--- Written request ---
Find every line in the items below that contains the string "desert" and copy each of those lines. Matching is case-sensitive.

# START OF Record set

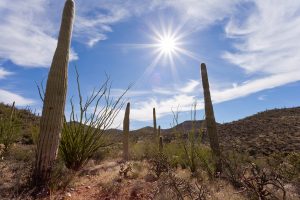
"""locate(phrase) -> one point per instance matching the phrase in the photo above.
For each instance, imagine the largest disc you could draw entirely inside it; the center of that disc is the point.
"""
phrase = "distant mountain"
(264, 133)
(276, 130)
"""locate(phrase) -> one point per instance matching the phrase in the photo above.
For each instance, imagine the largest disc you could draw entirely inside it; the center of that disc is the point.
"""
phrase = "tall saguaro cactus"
(154, 122)
(210, 120)
(54, 101)
(126, 133)
(160, 146)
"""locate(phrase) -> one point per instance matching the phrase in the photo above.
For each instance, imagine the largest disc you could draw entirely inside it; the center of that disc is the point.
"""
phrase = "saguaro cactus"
(160, 147)
(54, 101)
(210, 120)
(154, 122)
(126, 133)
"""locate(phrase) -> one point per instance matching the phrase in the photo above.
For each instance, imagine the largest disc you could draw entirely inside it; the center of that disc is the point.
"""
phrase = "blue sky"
(251, 49)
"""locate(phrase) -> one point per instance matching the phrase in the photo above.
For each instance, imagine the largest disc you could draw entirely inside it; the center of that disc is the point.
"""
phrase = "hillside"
(276, 130)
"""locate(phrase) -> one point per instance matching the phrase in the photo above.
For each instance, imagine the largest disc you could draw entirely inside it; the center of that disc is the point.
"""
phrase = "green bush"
(9, 129)
(85, 132)
(143, 150)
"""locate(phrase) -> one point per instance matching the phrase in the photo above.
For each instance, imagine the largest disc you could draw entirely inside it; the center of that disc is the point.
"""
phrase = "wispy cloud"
(266, 44)
(27, 36)
(9, 97)
(4, 73)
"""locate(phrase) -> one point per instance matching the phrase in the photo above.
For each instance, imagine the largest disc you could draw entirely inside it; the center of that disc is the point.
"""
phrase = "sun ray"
(168, 46)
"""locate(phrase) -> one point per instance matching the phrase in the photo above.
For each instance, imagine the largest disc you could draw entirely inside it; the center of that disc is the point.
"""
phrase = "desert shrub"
(262, 183)
(176, 155)
(233, 164)
(125, 169)
(84, 134)
(206, 161)
(143, 150)
(288, 166)
(159, 164)
(59, 171)
(172, 187)
(9, 129)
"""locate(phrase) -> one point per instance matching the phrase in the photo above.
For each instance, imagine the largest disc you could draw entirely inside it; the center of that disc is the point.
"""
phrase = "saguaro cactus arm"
(210, 120)
(126, 133)
(54, 102)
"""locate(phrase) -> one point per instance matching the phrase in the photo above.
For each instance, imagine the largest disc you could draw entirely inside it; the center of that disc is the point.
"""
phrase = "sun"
(167, 45)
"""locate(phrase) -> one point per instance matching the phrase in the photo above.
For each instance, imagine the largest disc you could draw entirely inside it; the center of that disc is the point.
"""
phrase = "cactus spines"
(154, 122)
(126, 133)
(210, 120)
(54, 101)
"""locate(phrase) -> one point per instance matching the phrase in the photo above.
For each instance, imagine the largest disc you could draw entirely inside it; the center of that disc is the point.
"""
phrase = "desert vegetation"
(79, 156)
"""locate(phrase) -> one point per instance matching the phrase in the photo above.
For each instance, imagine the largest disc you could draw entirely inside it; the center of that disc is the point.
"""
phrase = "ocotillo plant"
(161, 146)
(9, 130)
(126, 133)
(54, 101)
(210, 120)
(154, 122)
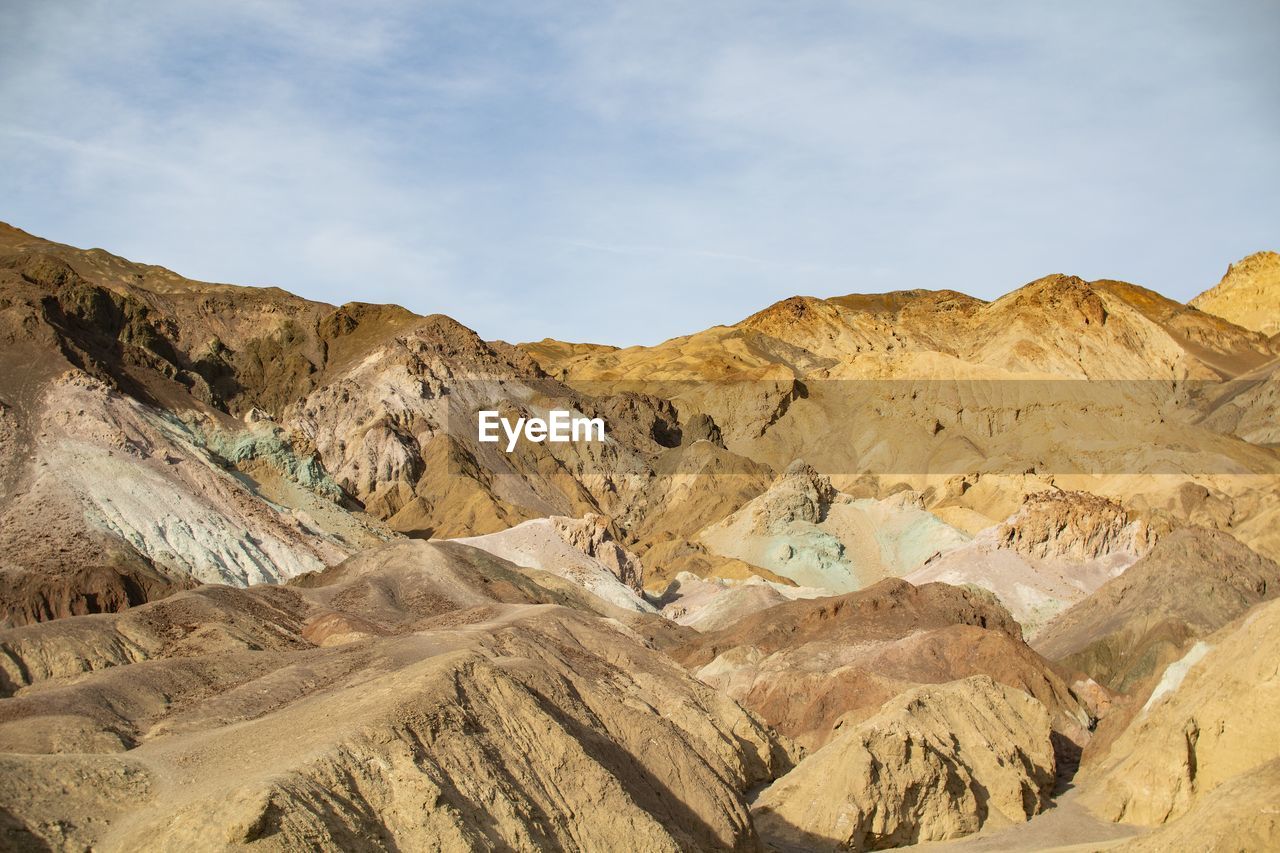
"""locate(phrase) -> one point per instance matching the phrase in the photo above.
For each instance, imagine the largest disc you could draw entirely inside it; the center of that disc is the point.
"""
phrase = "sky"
(629, 172)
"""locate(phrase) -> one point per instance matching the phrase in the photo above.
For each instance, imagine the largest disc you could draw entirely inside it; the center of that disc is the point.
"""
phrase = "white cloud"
(632, 170)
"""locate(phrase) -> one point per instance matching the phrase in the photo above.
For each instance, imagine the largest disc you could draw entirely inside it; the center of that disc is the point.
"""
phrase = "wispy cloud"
(626, 172)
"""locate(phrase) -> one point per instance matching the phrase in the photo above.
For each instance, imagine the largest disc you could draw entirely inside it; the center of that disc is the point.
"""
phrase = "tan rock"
(933, 763)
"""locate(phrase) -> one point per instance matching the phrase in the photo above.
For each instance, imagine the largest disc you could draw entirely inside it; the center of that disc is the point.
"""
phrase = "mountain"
(417, 696)
(860, 570)
(1188, 585)
(1248, 293)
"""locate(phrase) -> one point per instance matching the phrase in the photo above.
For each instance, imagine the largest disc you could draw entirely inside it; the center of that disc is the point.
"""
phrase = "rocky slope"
(1208, 724)
(935, 762)
(1248, 293)
(1057, 548)
(583, 551)
(812, 667)
(420, 696)
(1191, 583)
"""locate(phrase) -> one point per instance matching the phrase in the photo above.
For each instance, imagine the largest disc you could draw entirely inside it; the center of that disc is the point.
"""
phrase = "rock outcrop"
(1210, 724)
(1191, 583)
(1248, 293)
(814, 666)
(1057, 548)
(933, 763)
(462, 703)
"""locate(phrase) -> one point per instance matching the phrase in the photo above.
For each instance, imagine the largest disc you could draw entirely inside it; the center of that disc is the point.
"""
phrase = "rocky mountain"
(933, 763)
(1248, 293)
(1206, 731)
(415, 696)
(1188, 585)
(814, 666)
(855, 571)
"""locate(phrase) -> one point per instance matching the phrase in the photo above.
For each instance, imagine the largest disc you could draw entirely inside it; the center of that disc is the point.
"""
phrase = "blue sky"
(627, 172)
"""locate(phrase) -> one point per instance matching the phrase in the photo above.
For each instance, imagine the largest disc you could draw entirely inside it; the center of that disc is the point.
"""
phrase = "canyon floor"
(859, 573)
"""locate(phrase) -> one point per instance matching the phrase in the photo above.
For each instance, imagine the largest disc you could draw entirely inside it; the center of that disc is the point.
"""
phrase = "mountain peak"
(1248, 293)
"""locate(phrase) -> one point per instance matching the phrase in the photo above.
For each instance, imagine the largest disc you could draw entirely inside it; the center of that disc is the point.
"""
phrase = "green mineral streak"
(266, 443)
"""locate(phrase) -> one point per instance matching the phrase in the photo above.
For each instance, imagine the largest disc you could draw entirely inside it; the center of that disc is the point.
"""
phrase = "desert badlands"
(856, 573)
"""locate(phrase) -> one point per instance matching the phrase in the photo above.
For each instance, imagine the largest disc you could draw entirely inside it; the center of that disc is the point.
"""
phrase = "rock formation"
(1248, 293)
(1191, 583)
(936, 762)
(810, 667)
(462, 703)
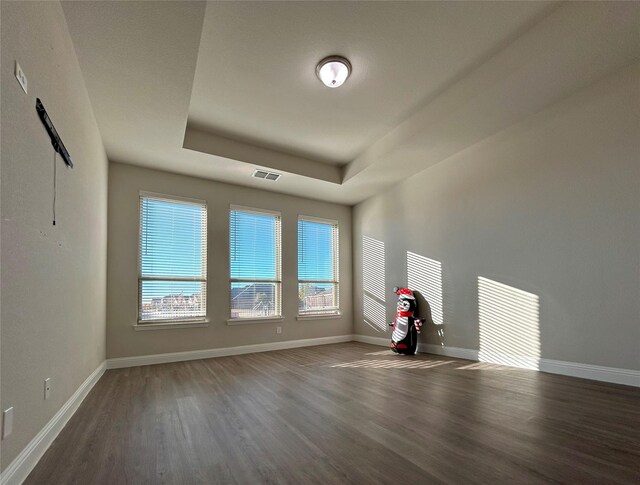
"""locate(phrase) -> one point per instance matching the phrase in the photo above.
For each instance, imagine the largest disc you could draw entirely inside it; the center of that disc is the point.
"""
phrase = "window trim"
(172, 322)
(336, 311)
(278, 280)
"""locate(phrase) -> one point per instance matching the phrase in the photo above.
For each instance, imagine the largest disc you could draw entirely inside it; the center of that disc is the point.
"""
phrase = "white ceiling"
(217, 90)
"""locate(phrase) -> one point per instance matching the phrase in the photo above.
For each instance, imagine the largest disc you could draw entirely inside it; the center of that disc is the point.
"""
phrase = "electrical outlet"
(7, 422)
(21, 77)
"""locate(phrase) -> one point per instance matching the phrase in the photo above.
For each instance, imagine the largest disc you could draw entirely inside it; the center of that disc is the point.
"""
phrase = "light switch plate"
(21, 77)
(7, 422)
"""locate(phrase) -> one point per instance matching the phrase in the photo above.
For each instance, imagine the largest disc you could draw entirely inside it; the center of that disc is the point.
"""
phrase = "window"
(255, 263)
(172, 259)
(317, 267)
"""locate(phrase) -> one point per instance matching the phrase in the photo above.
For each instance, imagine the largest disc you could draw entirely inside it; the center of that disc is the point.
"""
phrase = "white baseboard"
(455, 352)
(366, 339)
(614, 375)
(120, 362)
(21, 466)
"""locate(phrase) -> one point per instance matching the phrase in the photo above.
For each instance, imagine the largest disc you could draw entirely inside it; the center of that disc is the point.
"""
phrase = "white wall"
(550, 206)
(125, 184)
(53, 277)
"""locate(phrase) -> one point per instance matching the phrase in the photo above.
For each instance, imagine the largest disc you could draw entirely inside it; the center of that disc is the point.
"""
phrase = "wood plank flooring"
(347, 413)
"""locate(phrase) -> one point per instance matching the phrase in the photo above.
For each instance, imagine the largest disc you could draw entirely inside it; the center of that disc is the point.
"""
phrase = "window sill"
(320, 316)
(245, 321)
(170, 325)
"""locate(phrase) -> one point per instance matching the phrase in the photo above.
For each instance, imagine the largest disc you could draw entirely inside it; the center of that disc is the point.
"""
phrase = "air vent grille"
(261, 174)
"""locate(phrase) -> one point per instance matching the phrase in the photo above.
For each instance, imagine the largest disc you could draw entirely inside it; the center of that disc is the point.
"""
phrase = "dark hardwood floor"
(346, 413)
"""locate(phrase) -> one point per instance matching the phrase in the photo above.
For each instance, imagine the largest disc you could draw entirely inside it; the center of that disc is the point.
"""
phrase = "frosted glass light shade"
(333, 71)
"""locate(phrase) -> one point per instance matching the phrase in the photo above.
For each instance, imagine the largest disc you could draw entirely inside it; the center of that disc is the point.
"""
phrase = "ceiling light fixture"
(333, 71)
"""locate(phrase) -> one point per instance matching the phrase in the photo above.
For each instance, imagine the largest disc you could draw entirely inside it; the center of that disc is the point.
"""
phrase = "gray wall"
(125, 183)
(53, 277)
(550, 206)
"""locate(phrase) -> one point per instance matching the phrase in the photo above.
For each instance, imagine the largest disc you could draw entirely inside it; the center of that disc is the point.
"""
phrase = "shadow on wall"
(373, 284)
(509, 325)
(424, 277)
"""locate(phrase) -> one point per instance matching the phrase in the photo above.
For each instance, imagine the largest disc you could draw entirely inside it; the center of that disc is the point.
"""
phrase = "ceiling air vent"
(261, 174)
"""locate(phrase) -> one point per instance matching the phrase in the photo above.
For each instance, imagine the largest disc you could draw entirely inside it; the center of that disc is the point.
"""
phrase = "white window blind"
(317, 266)
(255, 263)
(172, 260)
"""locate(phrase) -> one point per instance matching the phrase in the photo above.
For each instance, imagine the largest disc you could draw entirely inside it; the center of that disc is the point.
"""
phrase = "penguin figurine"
(404, 338)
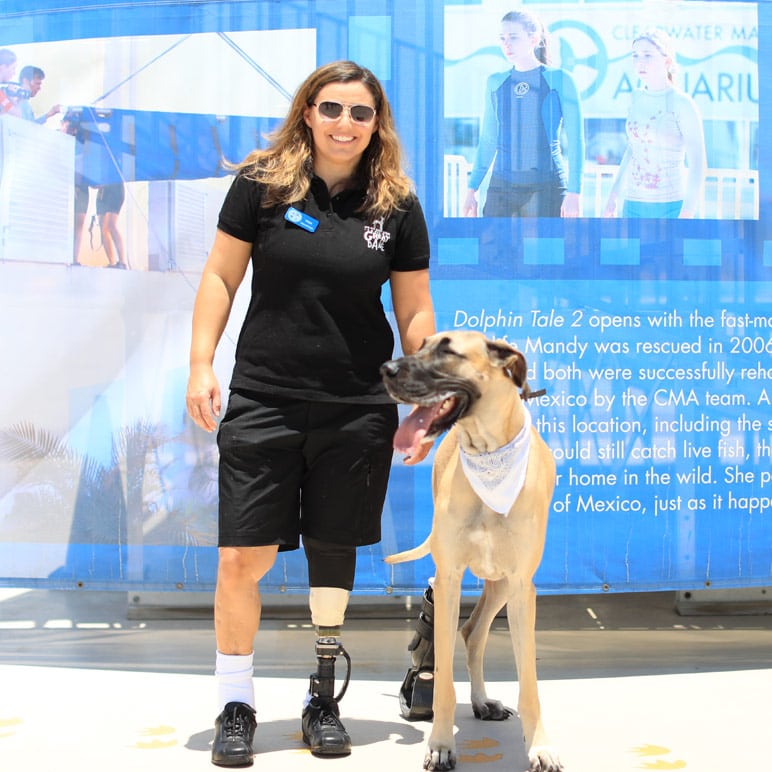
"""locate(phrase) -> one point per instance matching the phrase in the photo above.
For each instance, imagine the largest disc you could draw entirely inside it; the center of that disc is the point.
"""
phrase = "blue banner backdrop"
(652, 337)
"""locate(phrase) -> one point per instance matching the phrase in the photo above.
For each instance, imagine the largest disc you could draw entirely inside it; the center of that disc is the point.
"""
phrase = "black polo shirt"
(315, 327)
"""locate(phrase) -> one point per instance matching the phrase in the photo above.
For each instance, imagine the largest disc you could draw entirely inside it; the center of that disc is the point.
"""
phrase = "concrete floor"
(626, 684)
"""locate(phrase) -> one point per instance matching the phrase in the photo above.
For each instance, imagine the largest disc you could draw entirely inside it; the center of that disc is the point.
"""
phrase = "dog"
(487, 517)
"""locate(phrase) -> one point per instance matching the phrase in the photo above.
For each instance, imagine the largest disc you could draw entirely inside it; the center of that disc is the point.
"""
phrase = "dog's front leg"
(521, 613)
(441, 750)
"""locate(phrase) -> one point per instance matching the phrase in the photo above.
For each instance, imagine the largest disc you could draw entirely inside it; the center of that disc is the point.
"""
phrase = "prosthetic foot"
(323, 731)
(417, 690)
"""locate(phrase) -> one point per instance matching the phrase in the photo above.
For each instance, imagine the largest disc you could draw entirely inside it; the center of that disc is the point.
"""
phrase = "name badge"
(301, 219)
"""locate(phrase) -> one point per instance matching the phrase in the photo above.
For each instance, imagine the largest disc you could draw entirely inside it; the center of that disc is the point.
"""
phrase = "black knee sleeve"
(330, 565)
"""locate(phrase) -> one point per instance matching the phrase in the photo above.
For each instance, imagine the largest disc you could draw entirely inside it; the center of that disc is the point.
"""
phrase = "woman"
(327, 215)
(529, 110)
(664, 128)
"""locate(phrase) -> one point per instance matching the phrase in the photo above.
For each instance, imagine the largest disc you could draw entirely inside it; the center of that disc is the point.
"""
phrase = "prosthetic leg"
(417, 690)
(323, 731)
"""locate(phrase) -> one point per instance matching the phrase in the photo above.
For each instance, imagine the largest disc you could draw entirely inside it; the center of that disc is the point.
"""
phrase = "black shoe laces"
(328, 718)
(236, 723)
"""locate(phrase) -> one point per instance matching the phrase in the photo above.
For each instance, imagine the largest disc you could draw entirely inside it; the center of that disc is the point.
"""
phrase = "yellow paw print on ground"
(658, 750)
(482, 746)
(156, 737)
(8, 726)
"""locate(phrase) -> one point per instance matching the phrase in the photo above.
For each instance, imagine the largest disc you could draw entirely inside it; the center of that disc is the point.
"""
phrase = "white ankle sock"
(234, 679)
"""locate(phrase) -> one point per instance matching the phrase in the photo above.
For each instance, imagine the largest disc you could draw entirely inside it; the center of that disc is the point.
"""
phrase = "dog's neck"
(485, 431)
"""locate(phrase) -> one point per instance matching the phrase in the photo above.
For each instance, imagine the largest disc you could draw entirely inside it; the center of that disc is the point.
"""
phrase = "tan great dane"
(475, 387)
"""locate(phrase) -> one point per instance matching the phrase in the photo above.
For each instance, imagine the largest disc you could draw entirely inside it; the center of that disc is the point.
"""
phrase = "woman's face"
(650, 64)
(517, 44)
(341, 140)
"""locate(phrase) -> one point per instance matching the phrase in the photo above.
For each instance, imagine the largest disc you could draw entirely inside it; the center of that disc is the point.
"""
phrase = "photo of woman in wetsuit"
(530, 111)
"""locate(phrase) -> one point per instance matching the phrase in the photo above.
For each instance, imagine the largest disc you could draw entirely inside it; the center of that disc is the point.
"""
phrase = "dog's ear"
(503, 355)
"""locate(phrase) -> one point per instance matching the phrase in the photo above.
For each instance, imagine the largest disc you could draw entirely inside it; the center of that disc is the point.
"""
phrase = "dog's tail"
(414, 554)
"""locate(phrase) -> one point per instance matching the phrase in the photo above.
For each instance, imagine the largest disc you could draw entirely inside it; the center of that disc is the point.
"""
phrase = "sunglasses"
(331, 111)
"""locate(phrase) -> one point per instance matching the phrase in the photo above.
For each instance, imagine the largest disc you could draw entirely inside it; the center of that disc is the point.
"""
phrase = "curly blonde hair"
(286, 165)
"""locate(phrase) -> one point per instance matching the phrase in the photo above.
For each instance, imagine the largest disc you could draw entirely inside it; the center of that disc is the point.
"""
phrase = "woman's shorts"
(290, 467)
(110, 198)
(665, 210)
(544, 200)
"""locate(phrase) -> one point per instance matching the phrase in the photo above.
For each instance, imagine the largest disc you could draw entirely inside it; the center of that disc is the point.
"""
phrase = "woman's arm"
(690, 123)
(222, 275)
(612, 203)
(486, 148)
(414, 311)
(413, 307)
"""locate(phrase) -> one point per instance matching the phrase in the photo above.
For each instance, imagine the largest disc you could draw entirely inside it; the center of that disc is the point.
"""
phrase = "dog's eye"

# END OF Record set

--- Answer for this exercise ---
phrase = "desert shrub"
phrase = "desert vegetation"
phrase = "desert badlands"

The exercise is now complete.